• Objective
Turn the records below into a JSON list of strings, one string per line, leaving out blank lines and the pictures.

═════ Supplied data ═════

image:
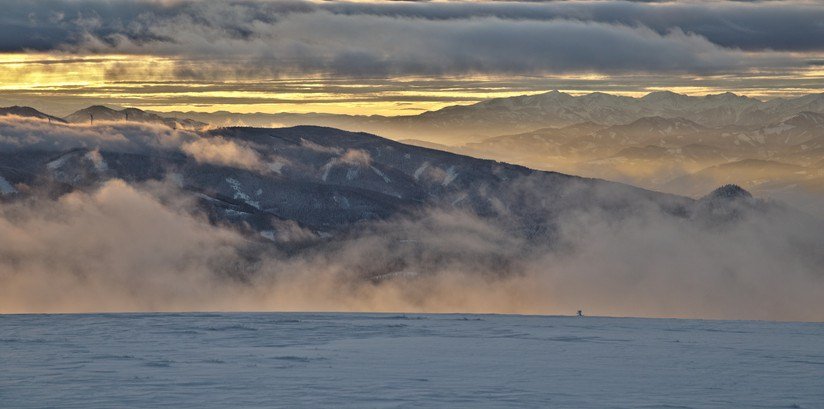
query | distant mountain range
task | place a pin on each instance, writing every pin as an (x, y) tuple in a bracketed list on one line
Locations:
[(471, 123), (102, 113), (662, 141), (329, 181)]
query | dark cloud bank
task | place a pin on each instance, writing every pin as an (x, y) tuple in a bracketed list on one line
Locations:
[(381, 39), (146, 246)]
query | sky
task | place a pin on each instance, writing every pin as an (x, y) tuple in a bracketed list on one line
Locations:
[(396, 57)]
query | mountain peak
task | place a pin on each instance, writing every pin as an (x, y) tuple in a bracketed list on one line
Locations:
[(27, 112), (728, 192)]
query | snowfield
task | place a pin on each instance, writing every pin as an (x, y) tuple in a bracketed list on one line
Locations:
[(205, 360)]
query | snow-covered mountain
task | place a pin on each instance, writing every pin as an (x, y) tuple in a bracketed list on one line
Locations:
[(460, 124), (328, 181)]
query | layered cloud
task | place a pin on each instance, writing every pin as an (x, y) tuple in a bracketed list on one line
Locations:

═════

• Result below
[
  "image:",
  "query | distant mountain range",
  "task | place a pin on each instance, writing every pin as an (x, y) tuple in a bracketed list on one line",
  "Locations:",
  "[(471, 123), (102, 113), (662, 141), (329, 181)]",
  "query | dark cloud bank",
  "task | place a pin on each instance, writing every pin as an (x, y) tuple in a bracketed list on one line",
  "Locations:",
  "[(381, 39), (146, 246)]",
  "query | sky",
  "task | place a pin on each instance, writing every pin as an (x, y) tuple in a bracketed list on one line",
  "Locations:",
  "[(396, 57)]",
  "query | mountain peak",
  "task | place a pin on each instance, writing every pin as an (x, y) tuple in a bracketed list on one line",
  "Locations:",
  "[(27, 112), (728, 192)]",
  "query | snowfield",
  "task | place a pin on each instance, writing every pin as an (x, y) tuple in a bracketed list on one line",
  "Locations:",
  "[(205, 360)]",
  "query | snow-covered mountain",
  "task | place a pin on each instance, writing every pin as an (x, y) tuple in a bracketed list on one line",
  "Locations:",
  "[(460, 124), (328, 181)]",
  "query | layered cloud",
  "task | place a pin on each instance, writing every pin as an (x, y) tuple in a bracketed list on one line",
  "Locations:"
]